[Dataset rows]
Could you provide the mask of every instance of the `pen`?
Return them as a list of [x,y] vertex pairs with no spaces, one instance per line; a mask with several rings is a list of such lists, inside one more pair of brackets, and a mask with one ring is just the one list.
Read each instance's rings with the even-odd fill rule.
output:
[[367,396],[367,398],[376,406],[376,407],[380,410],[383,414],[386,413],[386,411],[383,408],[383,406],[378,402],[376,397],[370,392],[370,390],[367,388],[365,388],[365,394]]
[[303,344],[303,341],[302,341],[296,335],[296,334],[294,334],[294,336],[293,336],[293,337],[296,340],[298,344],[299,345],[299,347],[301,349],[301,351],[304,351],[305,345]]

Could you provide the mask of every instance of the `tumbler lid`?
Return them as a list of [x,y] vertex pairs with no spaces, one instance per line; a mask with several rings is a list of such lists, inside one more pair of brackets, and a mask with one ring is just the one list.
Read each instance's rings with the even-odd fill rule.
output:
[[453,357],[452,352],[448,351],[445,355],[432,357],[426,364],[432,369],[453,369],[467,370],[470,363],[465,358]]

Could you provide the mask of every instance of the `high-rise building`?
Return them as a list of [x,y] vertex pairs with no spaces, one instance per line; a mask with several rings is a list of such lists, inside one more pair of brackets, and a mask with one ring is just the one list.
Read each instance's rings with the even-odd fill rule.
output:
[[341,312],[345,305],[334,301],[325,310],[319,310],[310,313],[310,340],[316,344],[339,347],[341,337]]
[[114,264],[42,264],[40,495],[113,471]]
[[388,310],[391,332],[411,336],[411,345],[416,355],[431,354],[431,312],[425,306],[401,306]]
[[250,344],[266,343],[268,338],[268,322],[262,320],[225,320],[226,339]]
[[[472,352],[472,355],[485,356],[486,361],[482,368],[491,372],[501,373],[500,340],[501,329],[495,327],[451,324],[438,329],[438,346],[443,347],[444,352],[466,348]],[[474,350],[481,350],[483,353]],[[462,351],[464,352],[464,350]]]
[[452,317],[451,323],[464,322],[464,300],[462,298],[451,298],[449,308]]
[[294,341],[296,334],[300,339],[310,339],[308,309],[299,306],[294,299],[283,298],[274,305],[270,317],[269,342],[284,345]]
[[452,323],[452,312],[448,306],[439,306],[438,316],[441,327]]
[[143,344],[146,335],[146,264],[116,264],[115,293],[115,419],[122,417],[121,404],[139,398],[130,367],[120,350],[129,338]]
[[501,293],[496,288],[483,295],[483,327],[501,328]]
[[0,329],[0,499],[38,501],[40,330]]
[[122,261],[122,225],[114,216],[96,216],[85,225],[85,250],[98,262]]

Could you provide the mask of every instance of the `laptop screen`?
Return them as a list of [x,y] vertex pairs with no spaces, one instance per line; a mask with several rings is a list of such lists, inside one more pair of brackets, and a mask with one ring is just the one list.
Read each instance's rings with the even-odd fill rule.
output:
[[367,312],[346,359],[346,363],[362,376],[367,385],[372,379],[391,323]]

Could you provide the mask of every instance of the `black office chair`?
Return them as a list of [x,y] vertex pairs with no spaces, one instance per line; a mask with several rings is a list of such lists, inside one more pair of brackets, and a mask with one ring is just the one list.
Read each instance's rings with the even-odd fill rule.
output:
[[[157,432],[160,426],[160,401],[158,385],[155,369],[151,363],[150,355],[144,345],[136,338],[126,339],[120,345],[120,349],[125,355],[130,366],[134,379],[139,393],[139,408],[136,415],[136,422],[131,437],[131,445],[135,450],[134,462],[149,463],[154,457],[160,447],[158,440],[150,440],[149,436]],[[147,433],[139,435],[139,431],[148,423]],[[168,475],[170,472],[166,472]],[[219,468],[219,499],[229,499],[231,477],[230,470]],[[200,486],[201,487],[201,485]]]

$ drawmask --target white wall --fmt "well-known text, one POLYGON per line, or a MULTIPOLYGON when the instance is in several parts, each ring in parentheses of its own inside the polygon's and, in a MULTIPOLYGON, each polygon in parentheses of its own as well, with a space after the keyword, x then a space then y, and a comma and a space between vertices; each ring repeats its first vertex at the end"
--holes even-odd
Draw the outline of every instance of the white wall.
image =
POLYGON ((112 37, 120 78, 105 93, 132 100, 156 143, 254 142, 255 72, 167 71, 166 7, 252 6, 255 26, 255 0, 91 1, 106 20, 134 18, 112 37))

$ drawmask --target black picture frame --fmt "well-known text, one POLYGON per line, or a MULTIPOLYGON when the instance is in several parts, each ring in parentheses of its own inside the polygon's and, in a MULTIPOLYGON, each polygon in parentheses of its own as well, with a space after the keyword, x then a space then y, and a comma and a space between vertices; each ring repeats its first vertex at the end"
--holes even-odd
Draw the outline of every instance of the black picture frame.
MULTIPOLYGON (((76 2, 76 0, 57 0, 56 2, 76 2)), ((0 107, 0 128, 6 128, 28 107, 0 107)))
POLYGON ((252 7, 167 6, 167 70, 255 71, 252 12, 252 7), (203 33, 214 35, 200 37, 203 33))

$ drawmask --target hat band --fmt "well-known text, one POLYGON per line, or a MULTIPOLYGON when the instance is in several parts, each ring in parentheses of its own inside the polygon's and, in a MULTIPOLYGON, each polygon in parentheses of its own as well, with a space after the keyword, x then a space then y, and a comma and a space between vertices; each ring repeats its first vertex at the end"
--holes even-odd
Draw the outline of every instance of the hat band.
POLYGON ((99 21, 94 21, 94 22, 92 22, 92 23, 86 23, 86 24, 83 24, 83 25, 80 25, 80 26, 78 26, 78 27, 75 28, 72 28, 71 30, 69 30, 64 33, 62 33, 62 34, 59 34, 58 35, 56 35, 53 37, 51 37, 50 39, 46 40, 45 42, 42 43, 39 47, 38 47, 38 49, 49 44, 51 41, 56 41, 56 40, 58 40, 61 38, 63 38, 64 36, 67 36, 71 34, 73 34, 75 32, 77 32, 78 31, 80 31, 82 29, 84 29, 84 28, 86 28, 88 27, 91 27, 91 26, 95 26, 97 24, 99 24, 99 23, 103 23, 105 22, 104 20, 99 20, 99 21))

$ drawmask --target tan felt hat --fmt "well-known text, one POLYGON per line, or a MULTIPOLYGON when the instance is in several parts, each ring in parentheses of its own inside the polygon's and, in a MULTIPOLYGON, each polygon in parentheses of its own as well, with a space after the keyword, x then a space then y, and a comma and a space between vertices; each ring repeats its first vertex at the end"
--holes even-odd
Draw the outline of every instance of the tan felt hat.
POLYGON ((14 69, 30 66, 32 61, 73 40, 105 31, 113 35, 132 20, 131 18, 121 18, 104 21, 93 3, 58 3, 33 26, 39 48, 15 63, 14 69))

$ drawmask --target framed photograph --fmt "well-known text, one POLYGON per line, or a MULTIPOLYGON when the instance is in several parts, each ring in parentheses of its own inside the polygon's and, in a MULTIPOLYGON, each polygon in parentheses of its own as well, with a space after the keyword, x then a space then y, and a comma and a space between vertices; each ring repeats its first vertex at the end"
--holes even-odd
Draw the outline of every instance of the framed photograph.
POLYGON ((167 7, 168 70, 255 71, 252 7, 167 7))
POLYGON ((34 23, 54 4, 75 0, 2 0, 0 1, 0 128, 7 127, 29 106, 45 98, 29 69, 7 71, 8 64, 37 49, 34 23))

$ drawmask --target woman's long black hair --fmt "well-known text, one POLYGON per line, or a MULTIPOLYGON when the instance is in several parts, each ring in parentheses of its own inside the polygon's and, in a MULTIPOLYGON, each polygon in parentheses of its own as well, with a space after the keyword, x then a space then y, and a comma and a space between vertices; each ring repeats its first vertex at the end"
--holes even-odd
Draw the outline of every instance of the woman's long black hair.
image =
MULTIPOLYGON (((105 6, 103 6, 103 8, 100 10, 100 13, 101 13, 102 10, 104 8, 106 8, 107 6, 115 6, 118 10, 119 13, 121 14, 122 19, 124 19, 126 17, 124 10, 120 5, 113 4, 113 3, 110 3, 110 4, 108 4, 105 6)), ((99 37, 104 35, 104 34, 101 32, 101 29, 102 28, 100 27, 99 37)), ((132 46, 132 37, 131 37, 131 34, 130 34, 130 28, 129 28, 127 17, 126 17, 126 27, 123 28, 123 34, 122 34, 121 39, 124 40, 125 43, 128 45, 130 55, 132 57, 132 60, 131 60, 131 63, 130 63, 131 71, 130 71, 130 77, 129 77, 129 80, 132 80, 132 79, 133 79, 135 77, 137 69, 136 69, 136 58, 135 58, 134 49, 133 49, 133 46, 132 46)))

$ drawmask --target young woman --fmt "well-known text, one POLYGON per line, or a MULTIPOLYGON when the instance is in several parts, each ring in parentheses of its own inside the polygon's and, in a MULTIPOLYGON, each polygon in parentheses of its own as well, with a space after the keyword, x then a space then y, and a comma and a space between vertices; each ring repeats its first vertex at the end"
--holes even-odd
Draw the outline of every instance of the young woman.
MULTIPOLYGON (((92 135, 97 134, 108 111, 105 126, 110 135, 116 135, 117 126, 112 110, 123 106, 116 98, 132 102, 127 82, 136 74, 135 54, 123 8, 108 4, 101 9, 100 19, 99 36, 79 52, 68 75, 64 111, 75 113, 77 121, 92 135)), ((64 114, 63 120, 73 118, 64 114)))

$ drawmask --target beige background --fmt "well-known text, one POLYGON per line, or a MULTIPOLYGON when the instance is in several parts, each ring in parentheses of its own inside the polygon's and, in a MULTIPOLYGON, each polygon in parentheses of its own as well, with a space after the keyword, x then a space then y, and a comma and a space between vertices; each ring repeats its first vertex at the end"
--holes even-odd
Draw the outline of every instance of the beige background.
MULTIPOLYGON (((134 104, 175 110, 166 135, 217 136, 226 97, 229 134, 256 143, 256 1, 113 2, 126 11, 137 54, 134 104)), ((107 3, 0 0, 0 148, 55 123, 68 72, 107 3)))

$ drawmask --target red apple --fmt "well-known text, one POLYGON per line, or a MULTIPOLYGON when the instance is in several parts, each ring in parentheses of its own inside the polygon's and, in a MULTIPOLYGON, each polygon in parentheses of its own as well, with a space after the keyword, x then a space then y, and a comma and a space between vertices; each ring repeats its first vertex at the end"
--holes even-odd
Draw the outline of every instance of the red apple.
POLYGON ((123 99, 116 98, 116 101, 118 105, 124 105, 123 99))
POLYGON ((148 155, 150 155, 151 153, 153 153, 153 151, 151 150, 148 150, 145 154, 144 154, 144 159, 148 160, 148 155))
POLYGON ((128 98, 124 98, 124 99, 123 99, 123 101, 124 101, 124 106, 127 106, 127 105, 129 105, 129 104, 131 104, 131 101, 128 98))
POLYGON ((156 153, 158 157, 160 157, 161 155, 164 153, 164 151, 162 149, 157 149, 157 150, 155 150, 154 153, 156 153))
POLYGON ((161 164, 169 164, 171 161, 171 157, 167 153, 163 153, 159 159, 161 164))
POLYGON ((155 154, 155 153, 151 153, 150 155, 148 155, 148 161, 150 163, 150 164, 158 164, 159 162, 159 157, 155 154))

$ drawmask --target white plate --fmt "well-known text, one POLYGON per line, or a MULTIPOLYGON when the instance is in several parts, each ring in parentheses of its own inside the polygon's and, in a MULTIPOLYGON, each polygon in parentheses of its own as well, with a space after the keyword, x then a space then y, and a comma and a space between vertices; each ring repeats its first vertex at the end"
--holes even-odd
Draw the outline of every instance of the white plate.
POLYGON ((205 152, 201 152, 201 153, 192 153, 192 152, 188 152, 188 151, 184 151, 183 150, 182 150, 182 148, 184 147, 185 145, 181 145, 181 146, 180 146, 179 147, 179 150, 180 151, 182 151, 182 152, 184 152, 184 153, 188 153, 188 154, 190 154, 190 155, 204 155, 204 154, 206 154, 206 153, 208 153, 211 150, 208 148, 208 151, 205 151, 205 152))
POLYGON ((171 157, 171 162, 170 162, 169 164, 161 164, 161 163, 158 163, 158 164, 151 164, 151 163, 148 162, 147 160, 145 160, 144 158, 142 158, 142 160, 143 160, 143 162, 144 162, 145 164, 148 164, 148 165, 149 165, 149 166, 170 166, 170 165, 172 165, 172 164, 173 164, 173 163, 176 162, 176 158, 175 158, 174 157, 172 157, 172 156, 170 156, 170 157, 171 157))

**Task directions:** Filter the rows above down to those that contain the string "felt", matching case exactly, and copy each matching line unchanged.

**Right answer:**
$ drawmask --target tan felt hat --fmt "well-known text, one POLYGON per line, or a MULTIPOLYGON when the instance is in several parts, each ring in parentheses of its own inside the polygon's and, in a MULTIPOLYGON, each polygon in parentheses of its own as well, with a space after the keyword, x then a space then y, and a comma and a space between vertices; each ring repeats its first vertex at the end"
Draw the outline of every instance of the tan felt hat.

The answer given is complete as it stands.